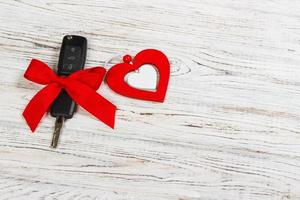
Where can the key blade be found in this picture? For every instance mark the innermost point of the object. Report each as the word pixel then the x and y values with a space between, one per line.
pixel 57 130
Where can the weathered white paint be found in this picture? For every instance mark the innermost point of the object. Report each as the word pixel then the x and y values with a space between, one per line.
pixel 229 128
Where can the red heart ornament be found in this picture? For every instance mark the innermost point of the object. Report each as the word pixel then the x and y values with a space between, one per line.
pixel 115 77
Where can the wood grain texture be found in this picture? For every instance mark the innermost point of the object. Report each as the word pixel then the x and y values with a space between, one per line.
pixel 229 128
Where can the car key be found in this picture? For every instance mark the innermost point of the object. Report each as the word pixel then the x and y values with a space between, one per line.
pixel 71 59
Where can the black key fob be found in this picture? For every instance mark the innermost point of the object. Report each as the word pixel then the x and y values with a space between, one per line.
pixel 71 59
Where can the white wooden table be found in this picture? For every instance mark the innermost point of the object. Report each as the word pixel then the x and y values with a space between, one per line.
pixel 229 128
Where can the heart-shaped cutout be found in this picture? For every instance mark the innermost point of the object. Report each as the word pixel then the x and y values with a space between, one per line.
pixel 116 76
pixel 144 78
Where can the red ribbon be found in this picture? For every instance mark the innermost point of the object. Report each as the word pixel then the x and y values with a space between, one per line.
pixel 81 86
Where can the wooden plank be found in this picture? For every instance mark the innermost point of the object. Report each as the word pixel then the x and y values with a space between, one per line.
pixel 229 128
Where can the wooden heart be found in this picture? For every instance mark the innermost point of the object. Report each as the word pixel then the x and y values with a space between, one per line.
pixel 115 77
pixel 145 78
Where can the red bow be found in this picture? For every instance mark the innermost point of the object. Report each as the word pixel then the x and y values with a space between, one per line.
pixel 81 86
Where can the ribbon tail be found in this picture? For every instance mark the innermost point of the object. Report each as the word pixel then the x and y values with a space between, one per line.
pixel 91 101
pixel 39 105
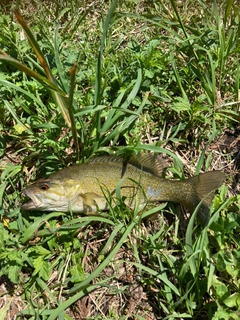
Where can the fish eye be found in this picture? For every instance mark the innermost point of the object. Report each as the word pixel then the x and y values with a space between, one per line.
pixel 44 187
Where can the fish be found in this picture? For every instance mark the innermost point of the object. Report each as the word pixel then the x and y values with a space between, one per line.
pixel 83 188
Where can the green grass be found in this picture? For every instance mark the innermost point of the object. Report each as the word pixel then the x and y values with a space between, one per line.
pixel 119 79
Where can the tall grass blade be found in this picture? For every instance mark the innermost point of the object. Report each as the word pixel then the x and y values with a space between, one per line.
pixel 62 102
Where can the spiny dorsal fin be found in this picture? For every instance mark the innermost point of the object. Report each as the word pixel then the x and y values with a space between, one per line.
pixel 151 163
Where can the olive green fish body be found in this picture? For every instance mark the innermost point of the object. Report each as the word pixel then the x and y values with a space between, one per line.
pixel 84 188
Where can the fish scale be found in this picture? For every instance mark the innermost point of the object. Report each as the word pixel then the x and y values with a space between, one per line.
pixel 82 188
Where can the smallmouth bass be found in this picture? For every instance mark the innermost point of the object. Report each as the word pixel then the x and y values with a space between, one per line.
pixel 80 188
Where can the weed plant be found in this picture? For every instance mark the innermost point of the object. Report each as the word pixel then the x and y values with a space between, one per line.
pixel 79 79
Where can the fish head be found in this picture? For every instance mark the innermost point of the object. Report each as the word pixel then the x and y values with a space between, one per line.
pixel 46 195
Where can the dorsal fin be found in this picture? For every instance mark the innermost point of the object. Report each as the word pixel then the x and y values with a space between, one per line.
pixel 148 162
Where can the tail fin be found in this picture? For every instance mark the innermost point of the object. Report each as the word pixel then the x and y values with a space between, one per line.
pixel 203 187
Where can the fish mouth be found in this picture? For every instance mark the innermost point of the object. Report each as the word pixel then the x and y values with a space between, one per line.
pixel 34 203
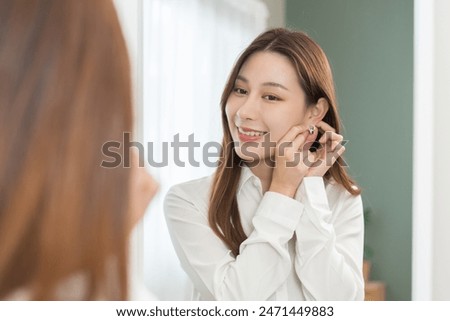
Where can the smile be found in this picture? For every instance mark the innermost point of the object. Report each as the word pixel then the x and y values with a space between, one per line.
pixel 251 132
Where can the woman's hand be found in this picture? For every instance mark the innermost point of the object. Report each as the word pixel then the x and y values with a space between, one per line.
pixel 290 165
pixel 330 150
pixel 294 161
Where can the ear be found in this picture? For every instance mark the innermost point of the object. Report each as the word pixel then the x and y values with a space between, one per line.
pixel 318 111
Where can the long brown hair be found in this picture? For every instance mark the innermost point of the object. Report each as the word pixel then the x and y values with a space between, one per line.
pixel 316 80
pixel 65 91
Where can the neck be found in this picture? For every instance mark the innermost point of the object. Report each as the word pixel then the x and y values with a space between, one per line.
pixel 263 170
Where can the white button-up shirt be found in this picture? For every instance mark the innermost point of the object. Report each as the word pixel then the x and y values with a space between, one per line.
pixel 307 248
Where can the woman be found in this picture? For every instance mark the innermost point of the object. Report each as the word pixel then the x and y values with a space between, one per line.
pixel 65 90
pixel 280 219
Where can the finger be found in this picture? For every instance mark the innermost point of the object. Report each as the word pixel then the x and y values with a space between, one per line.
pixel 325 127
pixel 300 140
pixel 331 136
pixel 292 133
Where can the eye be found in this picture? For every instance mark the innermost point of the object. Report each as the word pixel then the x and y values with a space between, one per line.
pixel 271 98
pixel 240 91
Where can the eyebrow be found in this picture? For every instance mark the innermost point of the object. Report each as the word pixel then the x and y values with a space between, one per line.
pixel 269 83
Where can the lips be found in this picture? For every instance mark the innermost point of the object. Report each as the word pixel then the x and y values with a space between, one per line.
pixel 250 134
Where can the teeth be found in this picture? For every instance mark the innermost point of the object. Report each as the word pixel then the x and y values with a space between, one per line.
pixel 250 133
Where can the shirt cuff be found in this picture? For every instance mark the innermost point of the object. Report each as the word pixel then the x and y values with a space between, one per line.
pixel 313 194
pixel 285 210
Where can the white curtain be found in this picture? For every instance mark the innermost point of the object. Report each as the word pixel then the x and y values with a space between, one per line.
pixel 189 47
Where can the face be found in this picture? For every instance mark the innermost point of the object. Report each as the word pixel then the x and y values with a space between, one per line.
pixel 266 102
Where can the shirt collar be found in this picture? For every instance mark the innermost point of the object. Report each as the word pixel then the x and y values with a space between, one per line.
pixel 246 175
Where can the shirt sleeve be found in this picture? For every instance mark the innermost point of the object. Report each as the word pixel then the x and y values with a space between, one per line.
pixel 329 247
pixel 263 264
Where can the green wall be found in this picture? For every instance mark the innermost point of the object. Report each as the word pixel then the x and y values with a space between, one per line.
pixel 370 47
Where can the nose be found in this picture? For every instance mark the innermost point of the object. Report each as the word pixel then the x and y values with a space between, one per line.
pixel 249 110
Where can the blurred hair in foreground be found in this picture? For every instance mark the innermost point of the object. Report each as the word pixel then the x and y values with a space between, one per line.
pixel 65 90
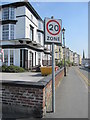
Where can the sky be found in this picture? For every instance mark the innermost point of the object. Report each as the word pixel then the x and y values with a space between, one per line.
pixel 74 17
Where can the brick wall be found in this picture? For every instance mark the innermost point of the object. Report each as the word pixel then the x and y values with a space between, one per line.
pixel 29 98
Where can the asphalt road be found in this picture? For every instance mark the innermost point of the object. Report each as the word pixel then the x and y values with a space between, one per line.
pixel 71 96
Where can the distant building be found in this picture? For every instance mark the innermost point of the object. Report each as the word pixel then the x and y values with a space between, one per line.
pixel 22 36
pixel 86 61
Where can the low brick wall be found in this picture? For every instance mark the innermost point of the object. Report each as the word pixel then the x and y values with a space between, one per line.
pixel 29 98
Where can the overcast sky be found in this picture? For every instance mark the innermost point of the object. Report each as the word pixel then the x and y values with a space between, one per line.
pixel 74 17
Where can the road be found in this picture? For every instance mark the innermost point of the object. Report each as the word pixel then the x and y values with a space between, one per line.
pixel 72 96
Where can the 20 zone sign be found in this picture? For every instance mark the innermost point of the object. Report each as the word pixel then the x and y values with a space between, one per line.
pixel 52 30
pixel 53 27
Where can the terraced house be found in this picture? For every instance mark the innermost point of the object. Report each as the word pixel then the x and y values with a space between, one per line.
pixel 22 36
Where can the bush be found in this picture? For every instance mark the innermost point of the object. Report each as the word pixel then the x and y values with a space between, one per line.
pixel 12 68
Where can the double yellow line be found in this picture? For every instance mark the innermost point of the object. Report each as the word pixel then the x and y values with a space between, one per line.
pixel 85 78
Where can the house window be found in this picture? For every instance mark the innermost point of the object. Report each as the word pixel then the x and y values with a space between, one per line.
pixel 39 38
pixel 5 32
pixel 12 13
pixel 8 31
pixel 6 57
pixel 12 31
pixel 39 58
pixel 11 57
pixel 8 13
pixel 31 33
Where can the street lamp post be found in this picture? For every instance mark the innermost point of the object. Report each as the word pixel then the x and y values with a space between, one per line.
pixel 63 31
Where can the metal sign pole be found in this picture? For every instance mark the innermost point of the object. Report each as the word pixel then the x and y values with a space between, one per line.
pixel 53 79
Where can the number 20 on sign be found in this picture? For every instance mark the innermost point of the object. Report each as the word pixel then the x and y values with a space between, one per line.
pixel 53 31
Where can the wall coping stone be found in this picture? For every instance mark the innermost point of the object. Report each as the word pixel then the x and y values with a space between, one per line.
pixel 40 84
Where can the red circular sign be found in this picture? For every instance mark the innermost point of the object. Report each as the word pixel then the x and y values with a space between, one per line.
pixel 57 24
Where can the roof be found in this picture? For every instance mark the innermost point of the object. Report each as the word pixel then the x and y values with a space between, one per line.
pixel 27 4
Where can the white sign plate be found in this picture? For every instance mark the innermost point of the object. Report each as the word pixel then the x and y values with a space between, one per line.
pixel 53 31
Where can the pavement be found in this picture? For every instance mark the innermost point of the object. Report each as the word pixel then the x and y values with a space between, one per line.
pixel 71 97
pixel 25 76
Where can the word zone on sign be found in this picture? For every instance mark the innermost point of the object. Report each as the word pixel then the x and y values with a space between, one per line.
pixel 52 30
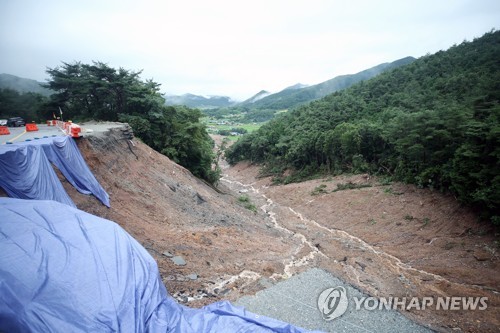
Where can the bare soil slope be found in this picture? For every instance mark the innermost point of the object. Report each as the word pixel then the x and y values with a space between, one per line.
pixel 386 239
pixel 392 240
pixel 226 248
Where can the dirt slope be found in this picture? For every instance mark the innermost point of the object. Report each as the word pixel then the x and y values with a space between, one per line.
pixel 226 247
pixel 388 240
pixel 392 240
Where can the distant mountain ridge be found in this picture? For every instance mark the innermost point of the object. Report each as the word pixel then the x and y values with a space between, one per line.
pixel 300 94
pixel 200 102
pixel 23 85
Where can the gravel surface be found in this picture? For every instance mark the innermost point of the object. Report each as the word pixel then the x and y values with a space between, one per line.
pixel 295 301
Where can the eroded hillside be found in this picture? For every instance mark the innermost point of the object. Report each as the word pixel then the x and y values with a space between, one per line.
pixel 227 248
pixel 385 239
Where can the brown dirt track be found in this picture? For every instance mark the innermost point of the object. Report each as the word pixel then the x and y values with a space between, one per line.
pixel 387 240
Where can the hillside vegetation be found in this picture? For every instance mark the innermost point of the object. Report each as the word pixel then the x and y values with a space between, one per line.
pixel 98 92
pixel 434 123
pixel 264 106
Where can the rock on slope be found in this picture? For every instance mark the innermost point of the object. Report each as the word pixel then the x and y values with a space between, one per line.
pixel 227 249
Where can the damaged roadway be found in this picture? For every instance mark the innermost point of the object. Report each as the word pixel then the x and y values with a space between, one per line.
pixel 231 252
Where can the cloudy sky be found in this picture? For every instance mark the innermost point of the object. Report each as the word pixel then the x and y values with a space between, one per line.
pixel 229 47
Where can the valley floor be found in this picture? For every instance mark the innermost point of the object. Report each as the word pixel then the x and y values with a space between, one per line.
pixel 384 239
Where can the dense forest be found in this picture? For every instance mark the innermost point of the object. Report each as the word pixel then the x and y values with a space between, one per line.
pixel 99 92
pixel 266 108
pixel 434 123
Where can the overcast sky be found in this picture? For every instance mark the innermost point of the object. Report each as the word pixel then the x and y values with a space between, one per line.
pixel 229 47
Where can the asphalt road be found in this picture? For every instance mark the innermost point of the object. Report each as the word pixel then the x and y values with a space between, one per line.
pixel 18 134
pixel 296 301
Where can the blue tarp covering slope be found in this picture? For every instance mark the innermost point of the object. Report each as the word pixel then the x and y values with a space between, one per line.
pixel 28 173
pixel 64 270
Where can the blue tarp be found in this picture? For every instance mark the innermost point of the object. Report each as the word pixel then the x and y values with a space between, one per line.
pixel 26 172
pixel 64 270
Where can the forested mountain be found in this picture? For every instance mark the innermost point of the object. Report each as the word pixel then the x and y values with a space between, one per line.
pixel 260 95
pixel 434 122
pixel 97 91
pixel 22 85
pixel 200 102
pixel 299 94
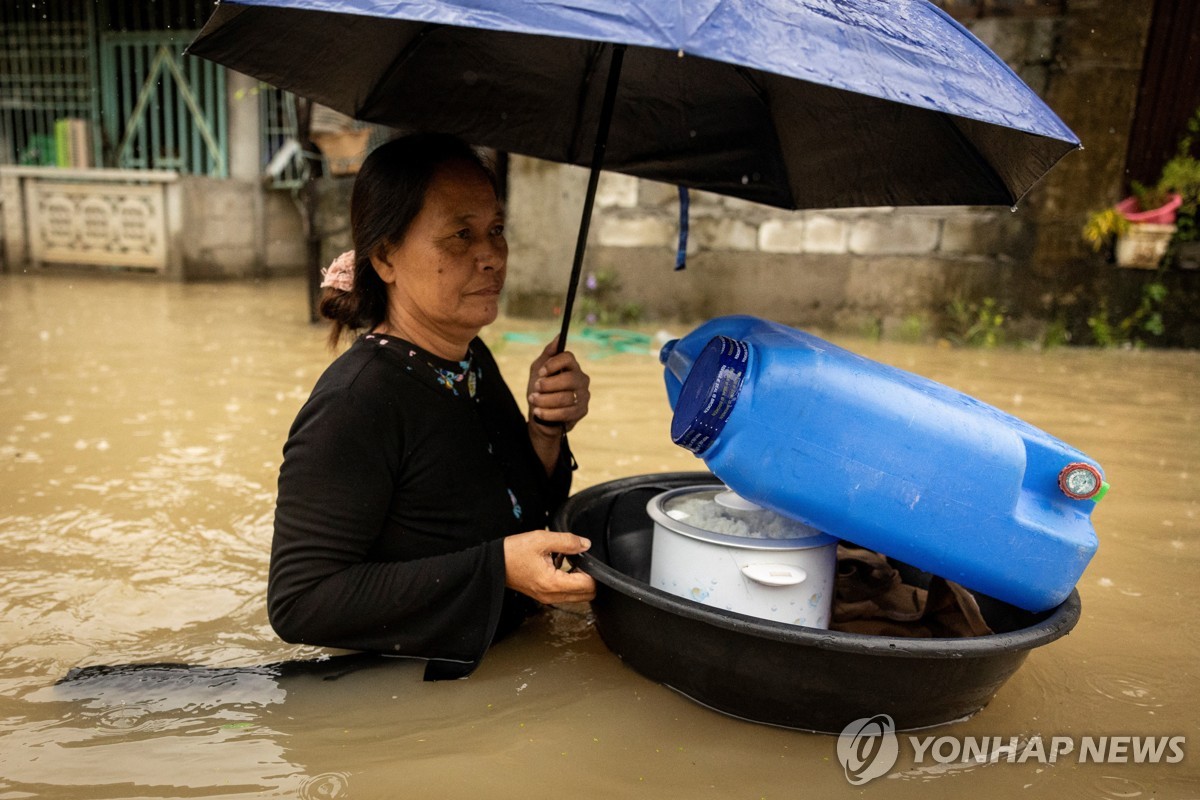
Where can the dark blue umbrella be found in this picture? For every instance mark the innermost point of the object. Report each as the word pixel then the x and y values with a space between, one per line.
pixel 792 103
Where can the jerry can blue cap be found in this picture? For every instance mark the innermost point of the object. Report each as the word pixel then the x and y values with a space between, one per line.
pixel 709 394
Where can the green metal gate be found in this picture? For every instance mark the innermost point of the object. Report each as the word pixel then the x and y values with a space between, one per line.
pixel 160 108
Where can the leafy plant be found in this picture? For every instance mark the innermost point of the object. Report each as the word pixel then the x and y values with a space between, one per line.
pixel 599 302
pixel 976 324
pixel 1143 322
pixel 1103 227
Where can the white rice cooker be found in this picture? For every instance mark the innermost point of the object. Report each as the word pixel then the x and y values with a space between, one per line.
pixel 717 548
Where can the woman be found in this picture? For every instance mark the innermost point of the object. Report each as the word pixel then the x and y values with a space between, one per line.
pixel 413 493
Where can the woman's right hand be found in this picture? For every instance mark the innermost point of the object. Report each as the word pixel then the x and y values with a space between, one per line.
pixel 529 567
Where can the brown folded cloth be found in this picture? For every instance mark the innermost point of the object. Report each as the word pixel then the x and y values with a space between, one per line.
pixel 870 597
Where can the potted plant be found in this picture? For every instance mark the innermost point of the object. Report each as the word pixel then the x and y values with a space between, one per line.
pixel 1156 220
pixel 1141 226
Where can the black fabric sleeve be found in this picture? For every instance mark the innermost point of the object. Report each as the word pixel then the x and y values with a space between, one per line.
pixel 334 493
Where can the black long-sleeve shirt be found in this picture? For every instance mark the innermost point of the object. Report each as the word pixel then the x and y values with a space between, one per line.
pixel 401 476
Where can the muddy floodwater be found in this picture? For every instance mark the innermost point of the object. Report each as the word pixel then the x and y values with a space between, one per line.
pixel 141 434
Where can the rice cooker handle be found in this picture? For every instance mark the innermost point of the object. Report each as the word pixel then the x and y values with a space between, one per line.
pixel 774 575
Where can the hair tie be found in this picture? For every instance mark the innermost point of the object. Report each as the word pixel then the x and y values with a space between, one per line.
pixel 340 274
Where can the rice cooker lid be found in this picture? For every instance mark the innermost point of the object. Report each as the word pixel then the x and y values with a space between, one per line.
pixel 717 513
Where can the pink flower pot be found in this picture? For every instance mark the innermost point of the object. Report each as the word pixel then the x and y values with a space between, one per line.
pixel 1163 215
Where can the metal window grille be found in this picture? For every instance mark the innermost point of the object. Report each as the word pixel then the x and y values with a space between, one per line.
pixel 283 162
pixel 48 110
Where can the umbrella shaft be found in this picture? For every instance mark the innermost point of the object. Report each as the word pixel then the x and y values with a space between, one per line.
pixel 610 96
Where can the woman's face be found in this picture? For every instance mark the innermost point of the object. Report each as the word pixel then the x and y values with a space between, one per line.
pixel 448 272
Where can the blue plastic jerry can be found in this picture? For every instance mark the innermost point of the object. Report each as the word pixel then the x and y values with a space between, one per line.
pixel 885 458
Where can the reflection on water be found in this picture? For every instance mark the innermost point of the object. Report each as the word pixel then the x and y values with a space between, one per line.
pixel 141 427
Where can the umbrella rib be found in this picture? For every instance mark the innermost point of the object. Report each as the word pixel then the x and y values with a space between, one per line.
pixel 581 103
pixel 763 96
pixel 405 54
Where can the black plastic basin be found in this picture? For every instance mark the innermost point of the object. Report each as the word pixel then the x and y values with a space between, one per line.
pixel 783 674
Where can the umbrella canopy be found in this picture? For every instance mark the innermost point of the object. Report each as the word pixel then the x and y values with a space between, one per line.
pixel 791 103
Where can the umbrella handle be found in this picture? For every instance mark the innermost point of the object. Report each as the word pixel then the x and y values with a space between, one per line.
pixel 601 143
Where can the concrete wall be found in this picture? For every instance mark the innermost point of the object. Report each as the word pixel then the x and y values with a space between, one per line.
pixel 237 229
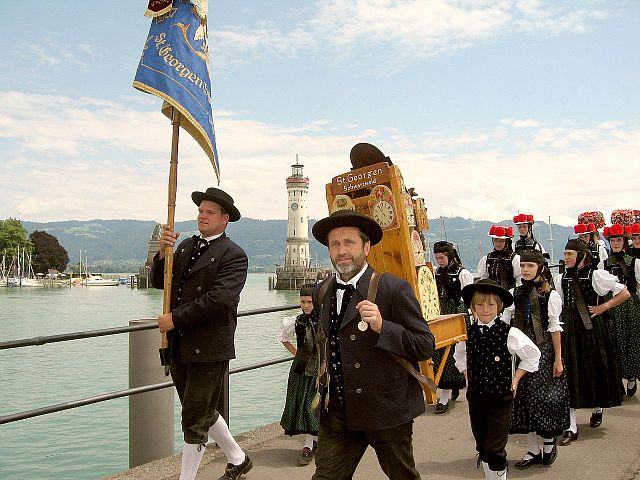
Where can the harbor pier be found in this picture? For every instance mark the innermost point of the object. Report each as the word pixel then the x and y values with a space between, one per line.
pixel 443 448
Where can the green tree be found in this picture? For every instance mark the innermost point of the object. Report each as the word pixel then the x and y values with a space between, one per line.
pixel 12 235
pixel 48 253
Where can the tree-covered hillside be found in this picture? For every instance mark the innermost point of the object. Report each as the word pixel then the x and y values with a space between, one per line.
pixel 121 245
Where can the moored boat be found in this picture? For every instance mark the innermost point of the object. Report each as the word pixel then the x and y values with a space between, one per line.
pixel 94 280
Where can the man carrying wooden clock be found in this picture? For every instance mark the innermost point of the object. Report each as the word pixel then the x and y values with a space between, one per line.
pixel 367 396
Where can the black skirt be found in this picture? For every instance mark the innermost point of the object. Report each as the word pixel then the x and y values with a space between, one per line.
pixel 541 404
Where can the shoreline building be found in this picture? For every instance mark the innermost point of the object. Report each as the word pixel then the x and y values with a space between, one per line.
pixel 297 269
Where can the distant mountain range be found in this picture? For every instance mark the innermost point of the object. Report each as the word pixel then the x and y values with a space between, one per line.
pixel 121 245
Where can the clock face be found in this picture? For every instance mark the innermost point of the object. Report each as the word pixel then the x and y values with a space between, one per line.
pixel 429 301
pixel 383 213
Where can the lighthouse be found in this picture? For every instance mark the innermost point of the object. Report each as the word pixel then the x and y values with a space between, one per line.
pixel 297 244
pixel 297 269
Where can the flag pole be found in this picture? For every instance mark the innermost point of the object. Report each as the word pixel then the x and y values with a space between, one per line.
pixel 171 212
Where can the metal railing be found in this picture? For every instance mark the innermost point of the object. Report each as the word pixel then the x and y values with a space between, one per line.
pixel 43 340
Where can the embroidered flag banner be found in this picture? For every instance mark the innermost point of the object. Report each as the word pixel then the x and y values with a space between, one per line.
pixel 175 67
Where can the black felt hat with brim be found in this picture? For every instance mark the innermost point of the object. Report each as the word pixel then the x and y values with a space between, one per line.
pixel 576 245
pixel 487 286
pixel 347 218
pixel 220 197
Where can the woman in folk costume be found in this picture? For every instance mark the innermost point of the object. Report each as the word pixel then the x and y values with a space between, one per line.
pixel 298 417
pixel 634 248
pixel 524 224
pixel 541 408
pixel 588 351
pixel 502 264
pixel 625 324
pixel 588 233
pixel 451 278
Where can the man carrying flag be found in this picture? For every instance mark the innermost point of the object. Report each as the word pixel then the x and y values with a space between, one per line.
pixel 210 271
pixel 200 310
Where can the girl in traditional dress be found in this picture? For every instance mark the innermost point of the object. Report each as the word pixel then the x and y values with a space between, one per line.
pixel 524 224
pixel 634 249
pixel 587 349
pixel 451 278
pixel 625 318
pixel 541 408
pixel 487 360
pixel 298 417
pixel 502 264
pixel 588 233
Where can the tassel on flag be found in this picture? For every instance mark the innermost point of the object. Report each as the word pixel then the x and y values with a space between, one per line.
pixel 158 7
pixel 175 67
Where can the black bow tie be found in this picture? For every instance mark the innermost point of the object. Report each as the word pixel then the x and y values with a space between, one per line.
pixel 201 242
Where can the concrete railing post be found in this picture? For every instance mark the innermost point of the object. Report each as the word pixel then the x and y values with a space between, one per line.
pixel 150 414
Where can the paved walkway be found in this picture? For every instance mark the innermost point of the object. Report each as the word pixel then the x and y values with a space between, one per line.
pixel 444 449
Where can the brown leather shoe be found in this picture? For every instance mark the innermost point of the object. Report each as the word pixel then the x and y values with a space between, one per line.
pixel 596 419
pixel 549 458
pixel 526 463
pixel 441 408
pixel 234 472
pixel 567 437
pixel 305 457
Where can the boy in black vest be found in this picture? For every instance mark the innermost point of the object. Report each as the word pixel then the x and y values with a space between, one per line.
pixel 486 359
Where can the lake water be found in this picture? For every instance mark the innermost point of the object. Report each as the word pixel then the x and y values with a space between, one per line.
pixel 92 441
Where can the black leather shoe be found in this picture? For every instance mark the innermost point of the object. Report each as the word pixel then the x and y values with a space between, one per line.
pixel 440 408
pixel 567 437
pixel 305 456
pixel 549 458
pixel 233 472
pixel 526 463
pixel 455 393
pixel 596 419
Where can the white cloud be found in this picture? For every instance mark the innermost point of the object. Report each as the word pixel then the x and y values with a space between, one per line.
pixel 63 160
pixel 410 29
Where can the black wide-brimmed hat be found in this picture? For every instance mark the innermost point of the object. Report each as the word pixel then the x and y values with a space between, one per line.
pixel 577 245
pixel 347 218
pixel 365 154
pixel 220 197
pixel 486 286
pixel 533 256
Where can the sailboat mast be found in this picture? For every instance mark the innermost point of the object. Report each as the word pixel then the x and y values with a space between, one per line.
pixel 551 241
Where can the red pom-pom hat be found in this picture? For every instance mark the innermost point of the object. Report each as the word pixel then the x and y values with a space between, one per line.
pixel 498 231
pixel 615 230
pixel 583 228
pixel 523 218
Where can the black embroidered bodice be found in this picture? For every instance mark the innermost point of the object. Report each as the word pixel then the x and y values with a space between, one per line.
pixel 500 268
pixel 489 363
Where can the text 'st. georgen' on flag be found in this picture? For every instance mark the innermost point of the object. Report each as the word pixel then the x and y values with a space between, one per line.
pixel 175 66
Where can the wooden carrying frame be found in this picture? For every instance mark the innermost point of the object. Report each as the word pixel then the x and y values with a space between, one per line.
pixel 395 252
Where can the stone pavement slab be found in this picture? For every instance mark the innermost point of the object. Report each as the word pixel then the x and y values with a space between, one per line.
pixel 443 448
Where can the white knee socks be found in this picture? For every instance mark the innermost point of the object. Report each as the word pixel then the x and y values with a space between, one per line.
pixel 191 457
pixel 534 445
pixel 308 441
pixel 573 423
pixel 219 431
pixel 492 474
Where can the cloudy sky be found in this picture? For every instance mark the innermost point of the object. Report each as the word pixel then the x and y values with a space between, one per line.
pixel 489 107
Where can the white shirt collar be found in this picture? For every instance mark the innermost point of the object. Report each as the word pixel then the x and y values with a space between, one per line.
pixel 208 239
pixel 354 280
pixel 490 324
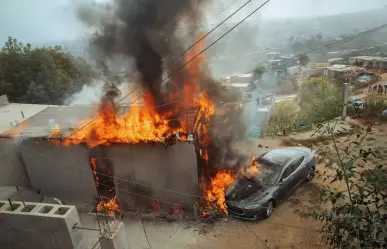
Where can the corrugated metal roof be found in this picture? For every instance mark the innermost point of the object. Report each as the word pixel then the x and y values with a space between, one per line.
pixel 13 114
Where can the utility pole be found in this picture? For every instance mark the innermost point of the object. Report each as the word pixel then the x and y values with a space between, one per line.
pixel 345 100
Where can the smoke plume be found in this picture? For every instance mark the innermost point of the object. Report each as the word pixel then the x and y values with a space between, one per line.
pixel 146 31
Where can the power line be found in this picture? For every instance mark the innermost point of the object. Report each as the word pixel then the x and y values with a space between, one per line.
▬▬▬
• [Task directions]: Can you update the lines from the line with "Where can the weathered" up to and including the line with "pixel 144 78", changing "innermost point" to "center point" and leaving everything else as it is? Give only those lines.

• [Completed task]:
Where can the weathered white paint be found in this picture? For every instance mark the center point of the object. Report each as the word pixel then the x and y values with a space between, one per line.
pixel 229 128
Where can the red heart ornament be found in this picture? For every instance mark the center point of the object. Report each as the word pixel then the x and y values with a space between, one per line.
pixel 115 77
Where can the wood grain texture be found in this picture? For every instance mark the center point of the object. Report each as the word pixel then the x and y values with a space between, one per line.
pixel 229 128
Where can the car key be found in this picture? For every instance mark the center point of the object. Report each as the word pixel then the x and y values with a space between, one per line.
pixel 71 59
Where can the black key fob be found in this picture? For every instance mark the center point of the object. Report each as the word pixel then the x and y values with a space between, one per line.
pixel 71 59
Where can the white wooden table be found in this picture? For every instance mark the center point of the object. Report each as the word pixel then the x and y values with a space between, one per line.
pixel 229 128
Where can the heart-shaped cutout be found in this picture? For every instance mark the center point of the object. Report each as the word pixel then the x and y values with a space between, one per line.
pixel 116 76
pixel 144 78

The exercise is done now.